**Text provided**

I think the beauty of it is the that's it!? feeling you get once you've looked through all ~500 lines --- based on the amount of functionality one would expect it to be much longer; but it is unexpectedly short, yet complete.
In practice, it's not "~500 lines". You have whole control-flow statements with several semicolon-separated statements in their body, all crammed on a single line. The short variable names allow for the physical line not becoming too long and there is even some symmetry to it, but it's not like each line is a single statement with many nested subexpressions.
The real size of this code, after putting each statement on its own line, would be on the order of 300%.

**Data extracts**
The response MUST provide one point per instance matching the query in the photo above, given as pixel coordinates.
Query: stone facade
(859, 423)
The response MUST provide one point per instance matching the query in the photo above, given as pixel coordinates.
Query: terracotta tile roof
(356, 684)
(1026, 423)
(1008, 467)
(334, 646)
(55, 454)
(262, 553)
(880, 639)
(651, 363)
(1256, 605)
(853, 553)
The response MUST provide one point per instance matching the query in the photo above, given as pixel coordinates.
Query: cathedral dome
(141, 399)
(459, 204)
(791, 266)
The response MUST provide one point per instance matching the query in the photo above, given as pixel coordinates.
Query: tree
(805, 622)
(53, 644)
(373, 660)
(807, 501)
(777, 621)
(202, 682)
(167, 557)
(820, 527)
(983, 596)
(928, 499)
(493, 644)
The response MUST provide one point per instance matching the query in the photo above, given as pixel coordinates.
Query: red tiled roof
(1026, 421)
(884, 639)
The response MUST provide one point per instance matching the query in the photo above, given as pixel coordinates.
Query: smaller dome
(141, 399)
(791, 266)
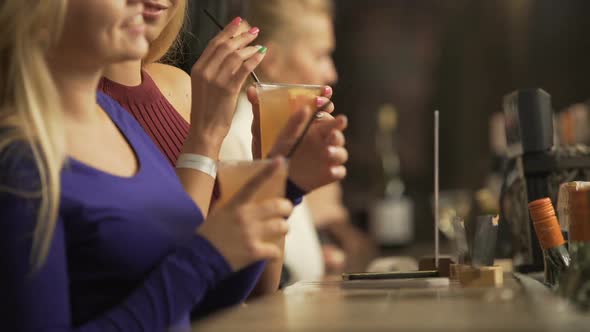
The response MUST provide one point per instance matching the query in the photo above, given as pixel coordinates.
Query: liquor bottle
(392, 216)
(555, 254)
(575, 208)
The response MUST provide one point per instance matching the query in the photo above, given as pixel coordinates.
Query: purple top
(124, 255)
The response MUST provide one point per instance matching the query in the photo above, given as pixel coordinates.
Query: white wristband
(197, 162)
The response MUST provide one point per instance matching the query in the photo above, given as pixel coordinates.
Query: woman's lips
(135, 24)
(152, 10)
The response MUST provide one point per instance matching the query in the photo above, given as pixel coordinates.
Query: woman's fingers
(274, 208)
(247, 67)
(227, 33)
(337, 155)
(232, 63)
(322, 101)
(327, 92)
(228, 49)
(336, 138)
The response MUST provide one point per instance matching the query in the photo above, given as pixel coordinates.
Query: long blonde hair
(167, 45)
(29, 103)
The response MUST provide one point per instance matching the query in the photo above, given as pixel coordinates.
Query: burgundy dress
(153, 111)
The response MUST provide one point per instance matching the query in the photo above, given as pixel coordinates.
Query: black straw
(214, 20)
(313, 117)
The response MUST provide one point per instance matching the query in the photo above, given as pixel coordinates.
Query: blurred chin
(152, 31)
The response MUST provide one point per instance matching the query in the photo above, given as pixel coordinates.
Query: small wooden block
(444, 262)
(454, 271)
(485, 276)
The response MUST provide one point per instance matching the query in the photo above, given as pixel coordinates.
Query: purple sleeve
(40, 301)
(238, 286)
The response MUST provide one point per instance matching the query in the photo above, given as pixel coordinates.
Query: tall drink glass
(277, 103)
(233, 175)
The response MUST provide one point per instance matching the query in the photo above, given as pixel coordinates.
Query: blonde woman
(96, 231)
(300, 40)
(165, 100)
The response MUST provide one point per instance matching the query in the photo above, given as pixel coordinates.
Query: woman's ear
(273, 63)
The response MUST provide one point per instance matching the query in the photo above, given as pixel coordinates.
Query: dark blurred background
(457, 56)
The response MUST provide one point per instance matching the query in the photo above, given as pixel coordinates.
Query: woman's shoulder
(18, 167)
(175, 85)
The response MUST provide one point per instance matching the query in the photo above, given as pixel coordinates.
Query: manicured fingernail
(319, 115)
(338, 171)
(319, 101)
(236, 21)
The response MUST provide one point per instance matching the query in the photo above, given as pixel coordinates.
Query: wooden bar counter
(521, 304)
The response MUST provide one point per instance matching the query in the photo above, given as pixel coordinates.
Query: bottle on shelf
(555, 254)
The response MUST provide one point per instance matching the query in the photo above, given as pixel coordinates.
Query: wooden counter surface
(410, 305)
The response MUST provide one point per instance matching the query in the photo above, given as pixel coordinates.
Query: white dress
(303, 253)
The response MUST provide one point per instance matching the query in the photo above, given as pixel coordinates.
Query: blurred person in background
(300, 40)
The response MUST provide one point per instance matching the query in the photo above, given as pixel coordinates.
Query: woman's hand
(320, 158)
(244, 231)
(217, 78)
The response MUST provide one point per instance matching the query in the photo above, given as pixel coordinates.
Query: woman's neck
(77, 89)
(126, 73)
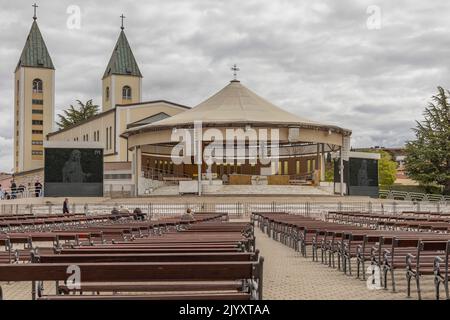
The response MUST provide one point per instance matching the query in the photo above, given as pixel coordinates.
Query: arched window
(126, 93)
(37, 86)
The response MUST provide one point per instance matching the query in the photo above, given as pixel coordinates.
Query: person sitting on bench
(66, 206)
(138, 214)
(188, 215)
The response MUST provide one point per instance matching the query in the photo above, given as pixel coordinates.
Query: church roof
(35, 53)
(235, 104)
(122, 60)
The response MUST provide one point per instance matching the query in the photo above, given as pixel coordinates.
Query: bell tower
(34, 101)
(122, 80)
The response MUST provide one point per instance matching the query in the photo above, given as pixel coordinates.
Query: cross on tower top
(235, 69)
(35, 6)
(122, 17)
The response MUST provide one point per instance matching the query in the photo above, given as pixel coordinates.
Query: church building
(122, 106)
(137, 136)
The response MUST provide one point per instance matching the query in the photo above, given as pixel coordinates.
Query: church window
(110, 137)
(126, 93)
(37, 86)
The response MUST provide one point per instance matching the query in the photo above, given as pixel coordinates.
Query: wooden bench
(249, 272)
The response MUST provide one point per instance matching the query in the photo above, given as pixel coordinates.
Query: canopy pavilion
(303, 145)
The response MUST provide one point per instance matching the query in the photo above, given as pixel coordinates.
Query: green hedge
(418, 189)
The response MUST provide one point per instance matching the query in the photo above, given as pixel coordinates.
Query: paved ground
(288, 275)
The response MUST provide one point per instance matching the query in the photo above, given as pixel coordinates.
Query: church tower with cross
(122, 80)
(34, 101)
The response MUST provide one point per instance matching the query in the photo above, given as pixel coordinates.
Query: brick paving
(290, 276)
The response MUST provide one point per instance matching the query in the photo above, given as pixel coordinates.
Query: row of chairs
(339, 245)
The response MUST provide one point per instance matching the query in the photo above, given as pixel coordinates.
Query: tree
(387, 168)
(75, 115)
(428, 157)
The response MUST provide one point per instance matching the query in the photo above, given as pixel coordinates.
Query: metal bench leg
(419, 293)
(437, 284)
(393, 279)
(408, 285)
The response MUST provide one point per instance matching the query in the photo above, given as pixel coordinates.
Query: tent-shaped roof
(35, 53)
(122, 60)
(235, 104)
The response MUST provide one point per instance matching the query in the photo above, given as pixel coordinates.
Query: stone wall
(30, 177)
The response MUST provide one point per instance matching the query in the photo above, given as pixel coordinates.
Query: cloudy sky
(370, 66)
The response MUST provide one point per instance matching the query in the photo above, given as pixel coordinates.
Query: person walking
(13, 189)
(37, 188)
(66, 206)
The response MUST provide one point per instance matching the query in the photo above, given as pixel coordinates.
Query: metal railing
(21, 192)
(411, 196)
(236, 210)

**Task requirements**
Reproduce, word for word, the text above about the real length of the roughly 500-line code.

**The completed task**
I think the beauty of it is the that's it!? feeling you get once you've looked through all ~500 lines --- based on the amount of functionality one would expect it to be much longer; but it is unexpectedly short, yet complete.
In practice, it's not "~500 lines". You have whole control-flow statements with several semicolon-separated statements in their body, all crammed on a single line. The short variable names allow for the physical line not becoming too long and there is even some symmetry to it, but it's not like each line is a single statement with many nested subexpressions.
The real size of this code, after putting each statement on its own line, would be on the order of 300%.